Honeydew support for Databricks is currently in Beta.Please contact [email protected] to get access to Databricks integration.

Databricks Integration Setup

Honeydew requires access to Databricks in order to operate. You have two options to set up Databricks access - either using a central org-level connection parameters or map your individual Databricks user credentials to Honeydew. If you would like to use a central org-level connection, it is advised to create a new dedicated service principal for Honeydew integration. The following Databricks connection parameters are required for Honeydew setup:

Server Hostname
HTTP Path
Catalog (for Unity Catalog environments)

Authentication Methods

Honeydew supports the following authentication methods for Databricks:

OAuth (M2M) authentication

This is the recommended method for org-level service accounts. OAuth provides stronger security through automated token generation and refresh, with each access token valid for one hour. For this method, you will need to provide a Client ID and Client Secret.

Create a service principal

If you do not already have a service principal, create one in your Databricks workspace:

Log in to your Databricks workspace as an account admin
Navigate to Settings > Identity and access
Click the Service principals tab
Click Add service principal
Enter a name for the service principal (e.g., “Honeydew Integration”)
Click Add

Generate OAuth client credentials

To generate OAuth credentials for the service principal:

In the service principal details page, click the OAuth tab
Click Generate secret
Copy the Client ID and Client Secret immediately (the secret will not be shown again)
Store these credentials securely

The client secret is only displayed once. Store it in a secure location immediately after generation.

Grant workspace access

Grant the service principal access to your Databricks workspace:

Navigate to Settings > Identity and access > Service principals
Select your service principal
Click Workspace access
Add the service principal to the desired workspace(s)

Configure the Databricks connection in Honeydew

In Honeydew App settings page, configure the Databricks connection using the Client ID and Client Secret from the previous step, along with the Server Hostname and HTTP Path.

Personal Access Token (PAT) authentication

For this method, you will need to provide a generated access token.

Databricks strongly recommends using OAuth instead of PATs for enhanced security. PATs are considered legacy authentication and should only be used when OAuth is not available.

Generate a PAT in Databricks

To create a personal access token:

Log in to your Databricks workspace
Click your username in the top right corner
Select Settings > Developer
Click Access tokens
Click Generate new token
Enter a comment to describe the token’s purpose (e.g., “Honeydew”)
Optionally set a lifetime for the token, leave blank for no expiration (availability of non-expiring tokens depends on Databricks workspace policy)
Click Generate
Copy the token immediately (it will not be shown again)

For production use, it is recommended to set an appropriate token lifetime and implement a token rotation process

Configure the PAT in Honeydew

In Honeydew App settings page, configure the Databricks connection using the Personal Access Token generated in Databricks, along with the Server Hostname and HTTP Path.

SET EXERCISE 1: For the Databricks setup guide above, state whether each statement below agrees with it, answering yes or no and quoting the words of the guide that decide it. (a) Each OAuth access token stays valid for one hour. (b) The client secret can be viewed again later from the OAuth tab. (c) Databricks recommends PATs over OAuth.
SET EXERCISE 2: Restate word for word the part of the Databricks setup guide starting with "To generate OAuth" and going on through "immediately after generation.".

DATA SHOWN:
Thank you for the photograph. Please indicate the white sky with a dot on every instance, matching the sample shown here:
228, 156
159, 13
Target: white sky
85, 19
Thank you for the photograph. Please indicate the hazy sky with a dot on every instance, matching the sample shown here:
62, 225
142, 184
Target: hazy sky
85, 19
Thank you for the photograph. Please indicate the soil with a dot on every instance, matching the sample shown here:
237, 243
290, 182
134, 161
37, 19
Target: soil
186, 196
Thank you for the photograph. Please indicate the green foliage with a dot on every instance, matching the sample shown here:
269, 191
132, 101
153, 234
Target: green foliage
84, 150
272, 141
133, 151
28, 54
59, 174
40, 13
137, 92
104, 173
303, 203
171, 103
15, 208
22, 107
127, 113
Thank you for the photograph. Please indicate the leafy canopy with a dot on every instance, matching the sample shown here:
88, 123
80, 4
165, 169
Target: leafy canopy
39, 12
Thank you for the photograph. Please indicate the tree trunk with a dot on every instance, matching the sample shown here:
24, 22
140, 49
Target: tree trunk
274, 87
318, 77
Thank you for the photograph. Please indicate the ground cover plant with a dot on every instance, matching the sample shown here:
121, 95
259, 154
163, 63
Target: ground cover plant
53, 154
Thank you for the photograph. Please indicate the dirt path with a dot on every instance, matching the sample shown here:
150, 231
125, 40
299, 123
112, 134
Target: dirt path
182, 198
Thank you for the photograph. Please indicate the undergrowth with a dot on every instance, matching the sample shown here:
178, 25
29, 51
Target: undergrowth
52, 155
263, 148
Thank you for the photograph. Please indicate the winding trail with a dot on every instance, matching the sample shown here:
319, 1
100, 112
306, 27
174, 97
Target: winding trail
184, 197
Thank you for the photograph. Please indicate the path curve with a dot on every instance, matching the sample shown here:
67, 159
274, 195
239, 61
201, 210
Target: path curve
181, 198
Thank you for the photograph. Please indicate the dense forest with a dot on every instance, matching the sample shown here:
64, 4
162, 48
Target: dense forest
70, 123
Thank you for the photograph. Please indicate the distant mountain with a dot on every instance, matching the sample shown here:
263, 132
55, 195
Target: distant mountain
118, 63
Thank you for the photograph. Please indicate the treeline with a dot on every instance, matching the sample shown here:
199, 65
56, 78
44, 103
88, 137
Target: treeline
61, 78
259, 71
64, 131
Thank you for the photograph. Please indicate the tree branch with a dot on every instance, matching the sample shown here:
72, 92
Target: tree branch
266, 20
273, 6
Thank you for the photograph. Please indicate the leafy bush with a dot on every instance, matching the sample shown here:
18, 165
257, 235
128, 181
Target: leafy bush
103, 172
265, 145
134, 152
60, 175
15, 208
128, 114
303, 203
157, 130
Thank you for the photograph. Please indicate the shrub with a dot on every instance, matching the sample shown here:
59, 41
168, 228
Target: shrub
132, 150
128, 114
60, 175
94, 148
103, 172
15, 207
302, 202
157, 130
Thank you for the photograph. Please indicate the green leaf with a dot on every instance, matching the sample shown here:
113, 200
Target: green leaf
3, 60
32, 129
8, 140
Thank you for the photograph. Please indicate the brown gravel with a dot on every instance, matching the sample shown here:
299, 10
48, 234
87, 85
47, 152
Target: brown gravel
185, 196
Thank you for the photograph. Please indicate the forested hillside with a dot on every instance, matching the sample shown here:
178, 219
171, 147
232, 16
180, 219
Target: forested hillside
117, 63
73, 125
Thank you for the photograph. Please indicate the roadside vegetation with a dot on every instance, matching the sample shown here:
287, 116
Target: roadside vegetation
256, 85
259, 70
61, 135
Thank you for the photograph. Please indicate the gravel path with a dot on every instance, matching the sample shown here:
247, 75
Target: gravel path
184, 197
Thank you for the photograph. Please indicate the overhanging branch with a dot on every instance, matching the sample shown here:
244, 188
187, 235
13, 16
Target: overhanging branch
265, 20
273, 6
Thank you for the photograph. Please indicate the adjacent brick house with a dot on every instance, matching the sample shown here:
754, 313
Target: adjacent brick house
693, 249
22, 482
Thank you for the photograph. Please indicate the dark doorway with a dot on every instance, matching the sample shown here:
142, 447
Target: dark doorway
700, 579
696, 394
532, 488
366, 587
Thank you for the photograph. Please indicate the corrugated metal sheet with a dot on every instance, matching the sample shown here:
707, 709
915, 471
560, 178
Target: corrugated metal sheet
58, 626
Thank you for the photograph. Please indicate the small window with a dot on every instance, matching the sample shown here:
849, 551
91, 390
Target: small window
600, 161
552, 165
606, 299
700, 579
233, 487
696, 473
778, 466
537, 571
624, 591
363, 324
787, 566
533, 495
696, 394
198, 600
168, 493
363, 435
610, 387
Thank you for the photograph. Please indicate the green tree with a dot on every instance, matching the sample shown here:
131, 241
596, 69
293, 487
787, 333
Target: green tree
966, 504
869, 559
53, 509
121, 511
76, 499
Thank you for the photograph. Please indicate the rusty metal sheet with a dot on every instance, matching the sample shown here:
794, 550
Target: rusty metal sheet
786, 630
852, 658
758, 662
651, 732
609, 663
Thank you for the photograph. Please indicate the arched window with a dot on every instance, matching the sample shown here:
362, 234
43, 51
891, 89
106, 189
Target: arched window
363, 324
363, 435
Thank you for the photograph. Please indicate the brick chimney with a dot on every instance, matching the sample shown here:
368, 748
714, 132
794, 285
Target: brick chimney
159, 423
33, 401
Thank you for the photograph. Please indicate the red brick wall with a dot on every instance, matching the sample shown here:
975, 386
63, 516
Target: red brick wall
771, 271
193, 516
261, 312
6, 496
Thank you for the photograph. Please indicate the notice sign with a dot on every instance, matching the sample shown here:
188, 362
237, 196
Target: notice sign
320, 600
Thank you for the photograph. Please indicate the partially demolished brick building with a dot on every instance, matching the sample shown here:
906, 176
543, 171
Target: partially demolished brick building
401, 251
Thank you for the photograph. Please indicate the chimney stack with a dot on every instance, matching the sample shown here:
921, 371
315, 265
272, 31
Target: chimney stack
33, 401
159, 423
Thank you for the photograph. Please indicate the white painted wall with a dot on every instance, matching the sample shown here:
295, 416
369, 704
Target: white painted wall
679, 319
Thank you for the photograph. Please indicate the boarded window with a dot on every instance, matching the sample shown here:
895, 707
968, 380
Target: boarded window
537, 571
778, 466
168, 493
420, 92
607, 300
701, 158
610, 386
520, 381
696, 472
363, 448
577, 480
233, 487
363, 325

TASK SOLUTION 1:
(a) Yes: "with each access token valid for one hour."
(b) No: "The client secret is only displayed once."
(c) No: "Databricks strongly recommends using OAuth instead of PATs for enhanced security."

TASK SOLUTION 2:
To generate OAuth credentials for the service principal:

In the service principal details page, click the OAuth tab
Click Generate secret
Copy the Client ID and Client Secret immediately (the secret will not be shown again)
Store these credentials securely

The client secret is only displayed once. Store it in a secure location immediately after generation.